» Source material
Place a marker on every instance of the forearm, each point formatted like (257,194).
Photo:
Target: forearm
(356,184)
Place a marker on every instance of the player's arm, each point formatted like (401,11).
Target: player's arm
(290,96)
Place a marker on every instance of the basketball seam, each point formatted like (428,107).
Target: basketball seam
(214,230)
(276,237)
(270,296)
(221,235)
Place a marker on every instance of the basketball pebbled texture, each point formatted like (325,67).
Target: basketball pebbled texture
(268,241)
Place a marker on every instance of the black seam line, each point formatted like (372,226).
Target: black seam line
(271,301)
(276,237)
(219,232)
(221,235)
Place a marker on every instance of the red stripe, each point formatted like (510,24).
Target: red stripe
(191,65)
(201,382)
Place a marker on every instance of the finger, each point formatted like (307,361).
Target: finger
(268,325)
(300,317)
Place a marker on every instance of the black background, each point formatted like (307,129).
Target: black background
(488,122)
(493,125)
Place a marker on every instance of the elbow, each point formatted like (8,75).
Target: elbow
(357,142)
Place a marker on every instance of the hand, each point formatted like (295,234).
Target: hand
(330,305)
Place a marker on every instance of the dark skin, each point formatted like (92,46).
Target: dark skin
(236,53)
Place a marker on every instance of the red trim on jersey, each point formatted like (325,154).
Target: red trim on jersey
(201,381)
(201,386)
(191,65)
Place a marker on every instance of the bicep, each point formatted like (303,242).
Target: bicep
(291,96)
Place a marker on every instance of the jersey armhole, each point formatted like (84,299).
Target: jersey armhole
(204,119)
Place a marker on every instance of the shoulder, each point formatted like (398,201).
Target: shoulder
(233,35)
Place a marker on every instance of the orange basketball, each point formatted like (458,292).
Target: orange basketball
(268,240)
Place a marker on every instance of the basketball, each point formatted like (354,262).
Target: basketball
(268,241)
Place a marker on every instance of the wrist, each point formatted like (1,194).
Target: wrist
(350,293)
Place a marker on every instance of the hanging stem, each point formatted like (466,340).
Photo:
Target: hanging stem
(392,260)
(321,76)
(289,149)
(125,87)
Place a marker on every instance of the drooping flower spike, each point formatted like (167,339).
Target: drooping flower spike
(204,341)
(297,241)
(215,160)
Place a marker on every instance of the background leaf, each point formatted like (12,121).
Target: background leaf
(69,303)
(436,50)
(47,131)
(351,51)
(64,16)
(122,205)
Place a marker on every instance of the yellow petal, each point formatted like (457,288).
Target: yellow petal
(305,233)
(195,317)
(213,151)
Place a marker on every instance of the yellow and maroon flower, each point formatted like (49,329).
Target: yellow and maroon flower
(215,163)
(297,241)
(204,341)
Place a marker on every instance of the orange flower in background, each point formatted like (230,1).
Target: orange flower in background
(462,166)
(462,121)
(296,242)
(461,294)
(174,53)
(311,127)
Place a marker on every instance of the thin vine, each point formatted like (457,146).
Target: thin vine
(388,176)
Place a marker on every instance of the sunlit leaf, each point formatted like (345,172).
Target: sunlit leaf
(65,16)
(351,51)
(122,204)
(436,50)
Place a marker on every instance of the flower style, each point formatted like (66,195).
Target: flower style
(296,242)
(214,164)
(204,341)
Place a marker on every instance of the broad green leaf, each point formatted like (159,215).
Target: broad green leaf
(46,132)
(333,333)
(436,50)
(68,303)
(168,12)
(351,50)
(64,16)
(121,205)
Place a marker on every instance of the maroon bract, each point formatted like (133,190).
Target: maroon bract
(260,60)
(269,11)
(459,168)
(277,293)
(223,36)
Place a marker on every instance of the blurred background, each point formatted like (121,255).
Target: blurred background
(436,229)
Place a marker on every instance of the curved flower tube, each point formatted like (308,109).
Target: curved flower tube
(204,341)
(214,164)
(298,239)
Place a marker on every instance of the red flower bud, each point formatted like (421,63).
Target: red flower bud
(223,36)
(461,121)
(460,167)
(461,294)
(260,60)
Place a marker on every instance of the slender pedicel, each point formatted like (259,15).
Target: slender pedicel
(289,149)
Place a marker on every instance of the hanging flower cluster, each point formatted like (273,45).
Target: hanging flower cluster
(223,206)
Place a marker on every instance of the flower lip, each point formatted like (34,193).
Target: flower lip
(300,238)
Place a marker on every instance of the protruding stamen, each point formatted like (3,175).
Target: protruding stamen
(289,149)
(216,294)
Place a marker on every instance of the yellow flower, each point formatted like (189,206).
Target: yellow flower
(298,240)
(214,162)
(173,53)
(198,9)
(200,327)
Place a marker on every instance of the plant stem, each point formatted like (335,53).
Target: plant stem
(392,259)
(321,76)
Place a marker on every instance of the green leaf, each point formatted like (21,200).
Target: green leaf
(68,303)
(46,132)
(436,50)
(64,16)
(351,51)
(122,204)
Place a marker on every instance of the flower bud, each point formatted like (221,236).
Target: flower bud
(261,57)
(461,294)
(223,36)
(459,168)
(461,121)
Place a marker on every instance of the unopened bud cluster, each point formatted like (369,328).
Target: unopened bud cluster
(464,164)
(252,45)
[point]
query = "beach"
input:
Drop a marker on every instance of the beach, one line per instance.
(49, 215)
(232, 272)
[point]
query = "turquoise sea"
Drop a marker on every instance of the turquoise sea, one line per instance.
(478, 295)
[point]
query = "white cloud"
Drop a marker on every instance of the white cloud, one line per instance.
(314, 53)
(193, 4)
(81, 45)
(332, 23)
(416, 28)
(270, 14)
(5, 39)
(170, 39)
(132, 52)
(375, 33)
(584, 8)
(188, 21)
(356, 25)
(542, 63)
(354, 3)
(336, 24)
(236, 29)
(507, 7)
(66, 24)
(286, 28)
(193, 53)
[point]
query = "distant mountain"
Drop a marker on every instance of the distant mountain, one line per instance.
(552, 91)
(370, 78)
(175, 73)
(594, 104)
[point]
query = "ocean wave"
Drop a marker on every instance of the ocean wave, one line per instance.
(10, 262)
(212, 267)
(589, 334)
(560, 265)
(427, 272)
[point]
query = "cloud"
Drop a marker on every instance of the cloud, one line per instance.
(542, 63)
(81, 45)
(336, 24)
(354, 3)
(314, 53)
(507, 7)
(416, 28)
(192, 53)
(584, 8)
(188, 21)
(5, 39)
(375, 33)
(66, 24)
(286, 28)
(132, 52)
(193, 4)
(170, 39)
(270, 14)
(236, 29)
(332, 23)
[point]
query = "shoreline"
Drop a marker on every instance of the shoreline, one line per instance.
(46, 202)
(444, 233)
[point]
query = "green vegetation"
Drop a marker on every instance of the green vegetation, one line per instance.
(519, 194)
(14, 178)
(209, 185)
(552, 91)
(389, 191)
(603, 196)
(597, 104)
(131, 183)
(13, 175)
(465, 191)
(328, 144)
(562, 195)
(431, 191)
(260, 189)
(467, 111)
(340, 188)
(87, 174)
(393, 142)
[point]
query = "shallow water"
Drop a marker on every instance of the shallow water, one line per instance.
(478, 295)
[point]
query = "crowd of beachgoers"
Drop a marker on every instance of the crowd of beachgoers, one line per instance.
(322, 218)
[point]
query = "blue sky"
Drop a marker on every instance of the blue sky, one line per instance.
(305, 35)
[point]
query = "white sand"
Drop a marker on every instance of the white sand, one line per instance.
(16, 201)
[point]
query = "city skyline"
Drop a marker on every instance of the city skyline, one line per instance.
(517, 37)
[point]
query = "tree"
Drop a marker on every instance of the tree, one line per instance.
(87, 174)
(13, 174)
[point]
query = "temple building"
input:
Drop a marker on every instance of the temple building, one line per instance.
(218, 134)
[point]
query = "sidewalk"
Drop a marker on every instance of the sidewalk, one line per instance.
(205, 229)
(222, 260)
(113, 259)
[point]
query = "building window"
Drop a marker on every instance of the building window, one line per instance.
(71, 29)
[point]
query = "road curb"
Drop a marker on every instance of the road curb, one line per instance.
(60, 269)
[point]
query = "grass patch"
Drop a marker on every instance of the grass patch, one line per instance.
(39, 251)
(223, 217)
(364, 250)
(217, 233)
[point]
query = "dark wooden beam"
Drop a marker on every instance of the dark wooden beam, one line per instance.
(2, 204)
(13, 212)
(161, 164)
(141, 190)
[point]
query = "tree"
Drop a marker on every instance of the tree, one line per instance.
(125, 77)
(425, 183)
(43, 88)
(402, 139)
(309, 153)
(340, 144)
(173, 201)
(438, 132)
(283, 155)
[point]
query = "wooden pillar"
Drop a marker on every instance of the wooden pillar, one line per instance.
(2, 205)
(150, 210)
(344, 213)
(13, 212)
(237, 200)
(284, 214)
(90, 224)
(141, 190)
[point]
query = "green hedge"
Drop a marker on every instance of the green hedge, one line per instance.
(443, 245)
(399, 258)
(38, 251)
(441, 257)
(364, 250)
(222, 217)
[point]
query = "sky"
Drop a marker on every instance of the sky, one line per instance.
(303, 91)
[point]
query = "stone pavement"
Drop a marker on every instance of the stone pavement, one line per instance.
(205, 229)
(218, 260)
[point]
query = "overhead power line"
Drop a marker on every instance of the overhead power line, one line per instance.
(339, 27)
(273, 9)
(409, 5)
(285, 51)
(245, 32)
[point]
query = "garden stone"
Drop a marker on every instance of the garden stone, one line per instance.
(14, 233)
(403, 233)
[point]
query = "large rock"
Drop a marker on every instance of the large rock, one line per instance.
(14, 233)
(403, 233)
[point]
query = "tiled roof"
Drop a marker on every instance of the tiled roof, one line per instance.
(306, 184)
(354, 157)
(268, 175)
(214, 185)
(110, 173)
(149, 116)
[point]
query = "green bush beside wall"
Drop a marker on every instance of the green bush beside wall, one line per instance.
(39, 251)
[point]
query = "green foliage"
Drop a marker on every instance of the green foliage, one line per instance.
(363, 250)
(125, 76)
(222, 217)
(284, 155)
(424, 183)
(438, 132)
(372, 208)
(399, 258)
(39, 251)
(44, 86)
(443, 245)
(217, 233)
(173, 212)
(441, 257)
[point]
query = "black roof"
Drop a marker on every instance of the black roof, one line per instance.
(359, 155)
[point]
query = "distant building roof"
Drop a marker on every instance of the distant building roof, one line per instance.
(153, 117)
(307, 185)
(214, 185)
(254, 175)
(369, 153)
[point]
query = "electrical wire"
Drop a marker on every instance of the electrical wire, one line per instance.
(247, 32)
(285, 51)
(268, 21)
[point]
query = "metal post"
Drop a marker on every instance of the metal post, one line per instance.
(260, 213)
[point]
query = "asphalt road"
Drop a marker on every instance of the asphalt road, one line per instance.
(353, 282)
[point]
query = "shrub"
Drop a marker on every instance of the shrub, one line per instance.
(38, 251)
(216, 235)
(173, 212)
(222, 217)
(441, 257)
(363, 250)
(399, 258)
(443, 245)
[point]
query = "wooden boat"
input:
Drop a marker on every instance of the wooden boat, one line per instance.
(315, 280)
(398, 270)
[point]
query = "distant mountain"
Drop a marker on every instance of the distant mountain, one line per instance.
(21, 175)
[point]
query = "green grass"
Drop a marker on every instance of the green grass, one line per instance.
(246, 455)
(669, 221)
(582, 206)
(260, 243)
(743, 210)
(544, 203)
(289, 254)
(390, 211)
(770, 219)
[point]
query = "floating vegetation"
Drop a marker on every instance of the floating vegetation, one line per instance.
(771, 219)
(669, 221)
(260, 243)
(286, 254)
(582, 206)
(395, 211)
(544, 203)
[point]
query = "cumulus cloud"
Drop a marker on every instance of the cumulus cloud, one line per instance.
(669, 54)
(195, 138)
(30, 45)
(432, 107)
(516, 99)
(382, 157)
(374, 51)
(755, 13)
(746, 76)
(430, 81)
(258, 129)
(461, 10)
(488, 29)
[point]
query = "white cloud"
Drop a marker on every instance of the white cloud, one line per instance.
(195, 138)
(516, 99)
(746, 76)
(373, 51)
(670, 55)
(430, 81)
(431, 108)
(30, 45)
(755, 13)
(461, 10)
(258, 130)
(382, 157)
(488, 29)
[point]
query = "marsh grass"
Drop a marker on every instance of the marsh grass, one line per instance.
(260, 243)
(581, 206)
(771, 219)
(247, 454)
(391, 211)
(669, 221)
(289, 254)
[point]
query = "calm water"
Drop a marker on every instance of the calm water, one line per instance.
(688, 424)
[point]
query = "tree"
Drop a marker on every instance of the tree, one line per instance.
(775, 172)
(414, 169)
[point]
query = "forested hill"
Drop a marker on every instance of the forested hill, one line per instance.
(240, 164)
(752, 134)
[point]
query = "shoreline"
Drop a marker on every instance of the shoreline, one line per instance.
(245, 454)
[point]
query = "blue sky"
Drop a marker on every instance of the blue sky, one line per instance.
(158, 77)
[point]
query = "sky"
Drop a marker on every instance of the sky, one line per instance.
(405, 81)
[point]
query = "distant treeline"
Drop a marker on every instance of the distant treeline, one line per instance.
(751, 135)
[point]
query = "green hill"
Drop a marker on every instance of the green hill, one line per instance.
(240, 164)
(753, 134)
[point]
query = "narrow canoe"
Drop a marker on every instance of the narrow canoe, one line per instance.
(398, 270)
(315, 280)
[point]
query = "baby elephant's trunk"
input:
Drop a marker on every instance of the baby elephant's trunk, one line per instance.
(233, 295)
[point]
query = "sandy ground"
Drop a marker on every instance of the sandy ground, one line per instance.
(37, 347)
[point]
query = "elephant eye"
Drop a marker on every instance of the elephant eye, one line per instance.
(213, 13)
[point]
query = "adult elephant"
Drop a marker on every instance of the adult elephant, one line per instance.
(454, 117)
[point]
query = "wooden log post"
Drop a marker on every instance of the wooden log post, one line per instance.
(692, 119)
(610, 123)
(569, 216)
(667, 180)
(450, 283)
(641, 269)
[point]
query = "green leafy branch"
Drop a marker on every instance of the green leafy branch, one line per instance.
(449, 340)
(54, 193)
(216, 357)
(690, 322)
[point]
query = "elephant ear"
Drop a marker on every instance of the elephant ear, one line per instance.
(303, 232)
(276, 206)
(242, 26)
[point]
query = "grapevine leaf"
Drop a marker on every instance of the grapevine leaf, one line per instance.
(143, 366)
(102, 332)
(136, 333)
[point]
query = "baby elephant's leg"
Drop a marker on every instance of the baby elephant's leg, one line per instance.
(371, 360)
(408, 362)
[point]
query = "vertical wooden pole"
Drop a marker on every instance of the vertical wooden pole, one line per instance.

» Try it
With the line holding "Place a marker on every instance of the player's" as the first and the line holding "Place a marker on every instance of the finger, each" as the last, set down that range of the entries above exactly, and nothing else.

» Answer box
Place a marker on every instance of the player's arm, each point formatted like (401,11).
Target: player's arm
(290,96)
Place a marker on every instance of the basketball seam, each point formatted like (428,107).
Target: basketball seam
(214,230)
(276,237)
(270,296)
(221,235)
Place a marker on every instance of the basketball pebbled texture, each point formatted like (325,67).
Target: basketball pebbled texture
(268,241)
Place a marker on every instance of the black seam line, each point formatted like (372,226).
Target: black seam line
(271,301)
(276,237)
(219,232)
(221,235)
Place a marker on every instance of the red stripe, each point formatted like (510,24).
Target: red stripe
(191,65)
(201,382)
Place a marker on every instance of the finger, each point formatted like (307,361).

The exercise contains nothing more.